Convert the rows below into a two-column CSV with the header text,boxes. Give one line per row, wrap each field in double quotes, turn line breaks inside a field into spaces, and leave the pictures out.

- _Task material_:
>>>
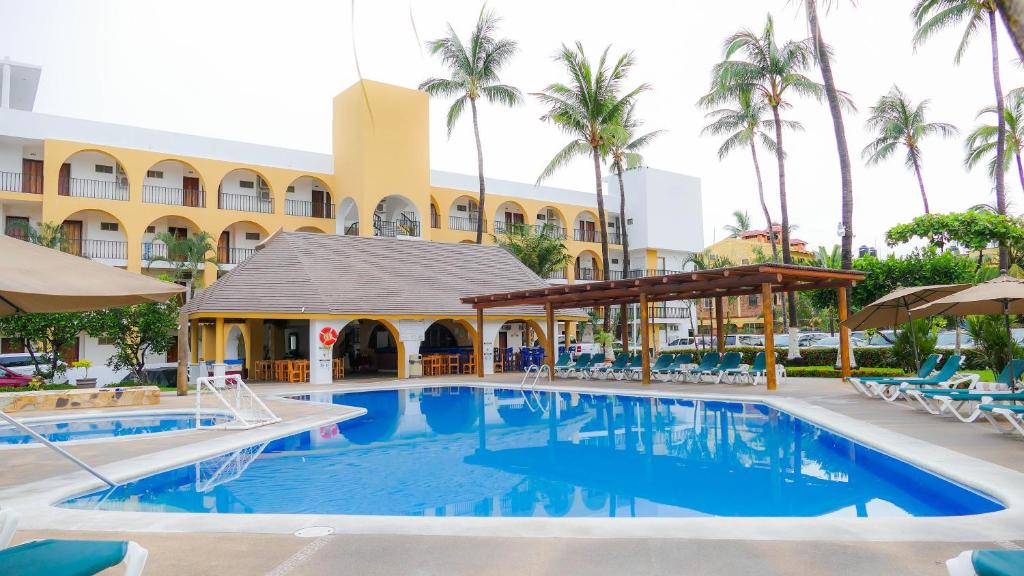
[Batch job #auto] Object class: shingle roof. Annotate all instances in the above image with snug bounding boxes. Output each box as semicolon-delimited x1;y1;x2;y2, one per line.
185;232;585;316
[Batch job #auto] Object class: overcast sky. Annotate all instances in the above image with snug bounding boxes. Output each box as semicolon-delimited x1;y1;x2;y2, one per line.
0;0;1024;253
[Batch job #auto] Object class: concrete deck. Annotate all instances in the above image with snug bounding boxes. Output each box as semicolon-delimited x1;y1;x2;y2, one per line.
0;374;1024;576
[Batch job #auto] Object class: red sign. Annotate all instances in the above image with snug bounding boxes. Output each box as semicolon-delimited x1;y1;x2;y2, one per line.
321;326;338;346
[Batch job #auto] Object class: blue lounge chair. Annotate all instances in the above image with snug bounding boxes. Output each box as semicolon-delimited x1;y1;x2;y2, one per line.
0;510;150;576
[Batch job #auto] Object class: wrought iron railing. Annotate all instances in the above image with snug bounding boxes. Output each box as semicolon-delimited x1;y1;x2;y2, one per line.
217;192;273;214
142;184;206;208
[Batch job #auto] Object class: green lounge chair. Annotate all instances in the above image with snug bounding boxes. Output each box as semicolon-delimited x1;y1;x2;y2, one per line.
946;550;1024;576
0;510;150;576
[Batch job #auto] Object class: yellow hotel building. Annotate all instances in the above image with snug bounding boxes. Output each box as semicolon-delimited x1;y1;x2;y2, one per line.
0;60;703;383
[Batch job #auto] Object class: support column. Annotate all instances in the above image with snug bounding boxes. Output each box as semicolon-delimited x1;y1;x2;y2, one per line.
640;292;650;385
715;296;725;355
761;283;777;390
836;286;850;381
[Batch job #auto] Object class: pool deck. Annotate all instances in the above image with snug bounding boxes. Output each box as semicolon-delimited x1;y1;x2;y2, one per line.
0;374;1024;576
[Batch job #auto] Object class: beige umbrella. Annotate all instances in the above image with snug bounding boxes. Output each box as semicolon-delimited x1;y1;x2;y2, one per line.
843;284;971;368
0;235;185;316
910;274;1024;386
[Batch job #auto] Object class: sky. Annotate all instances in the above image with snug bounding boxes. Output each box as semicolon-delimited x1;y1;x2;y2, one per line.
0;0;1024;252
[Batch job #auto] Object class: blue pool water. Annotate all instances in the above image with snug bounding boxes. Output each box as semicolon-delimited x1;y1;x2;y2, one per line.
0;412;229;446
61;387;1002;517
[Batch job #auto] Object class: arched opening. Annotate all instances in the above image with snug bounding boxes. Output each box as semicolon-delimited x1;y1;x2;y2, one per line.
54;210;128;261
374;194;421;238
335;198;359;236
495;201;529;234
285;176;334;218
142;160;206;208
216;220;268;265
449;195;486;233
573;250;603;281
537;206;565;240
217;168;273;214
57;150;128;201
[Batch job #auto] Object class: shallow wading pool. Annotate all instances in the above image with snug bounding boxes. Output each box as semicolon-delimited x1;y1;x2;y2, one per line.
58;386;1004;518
<<<
- _Solution to the problem_:
text,boxes
"[Batch job #auto] Object class: shingle roof. Annotate all instances in the above image with snug bounding boxes. Output each box as semicolon-delimited x1;y1;x2;y2, one per line.","185;232;585;316"
"[Batch job #auto] Object class: overcast sky. Annotate all instances in the above image with snug bounding boxes. Output each box as semicolon-delimited x1;y1;x2;y2, one per line.","0;0;1024;253"
"[Batch job #auto] Object class: concrete deck. Annotate all instances in the above image with snug bounding boxes. Output each box as semicolon-delimited x1;y1;x2;y2, one per line.","0;374;1024;576"
"[Batch job #auto] Object class: red sign. Annotate all instances in the above image with snug bounding boxes. Output each box as semicolon-delimited x1;y1;x2;y2, one per line.","321;326;338;346"
"[Batch job #auto] Object class: blue lounge chair. Annotate all instances in the above image with snug bounding boxes. Output each box as semicolon-delimited x1;y1;x2;y2, one per line.","0;510;150;576"
"[Batch job #auto] Object class: wrought iron railing. Annotate all instances in the above image with snug bounding boxes. Output each box as semicolon-delimited x1;y1;x2;y2, one per line.","217;192;273;214 142;184;206;208"
"[Batch job #auto] Object class: green lounge chair. Annotate all instances in the above image with snug bounding boxes. Output each box as semicolon-delimited x1;y1;x2;y2, one per line.","946;550;1024;576 0;510;150;576"
"[Batch job #auto] Object class: yellow hotel building. Annotate all instances in the above image with snug bounding boxes. Output each box as semicolon-delimited x1;y1;x2;y2, one per line.","0;60;703;383"
"[Batch job #auto] Object class: support column. Annotate all instances in the above image with snug bounding boxes. Output each box as semicolon-delimited x1;y1;x2;y2, one per line.","640;292;650;385 715;296;725;355 761;283;777;390 836;286;850;381"
"[Batch job #auto] Object class: pool deck. Annotate all instances in the above image with snug bounding boxes. Output each box as semicolon-delimited x1;y1;x2;y2, one per line.","0;374;1024;576"
"[Batch job #auto] Object class: beige umbrella. Annotate all instances in the above image with snug bounding boxes. Output each box as semicolon-delimited x1;y1;x2;y2, one per line.","843;284;971;368 0;235;185;316 910;274;1024;386"
"[Batch job #auto] Object class: sky. Annotate all instances in the above image with snug bounding boxes. Output each box as semicolon-delimited x1;y1;x2;y2, one per line.","0;0;1024;252"
"[Batch job #auto] Object class: blue pool water. Annotate all instances in the above image with snug bounding boxes. Output each box as semicolon-delimited x1;y1;x2;y2, one per line.","0;412;229;446 61;387;1002;517"
"[Batch job #auto] Object class: arched opening. Annotate all instances in the above image with snug bounding boxes. Output each box as semicolon-delimited x1;y1;x2;y2, one per line.","54;210;128;261 374;194;421;238 335;198;359;236 495;201;529;234 285;176;334;218 142;160;206;208 216;220;268;265 449;195;486;233 573;250;603;281 537;206;565;240 217;168;273;214 57;150;128;201"
"[Batch job #auto] Object class: shallow wading pool. Annotate all instances in the above image with snug bounding boxes. Output each box as semicolon-delimited x1;y1;x2;y2, one per line.","58;386;1004;518"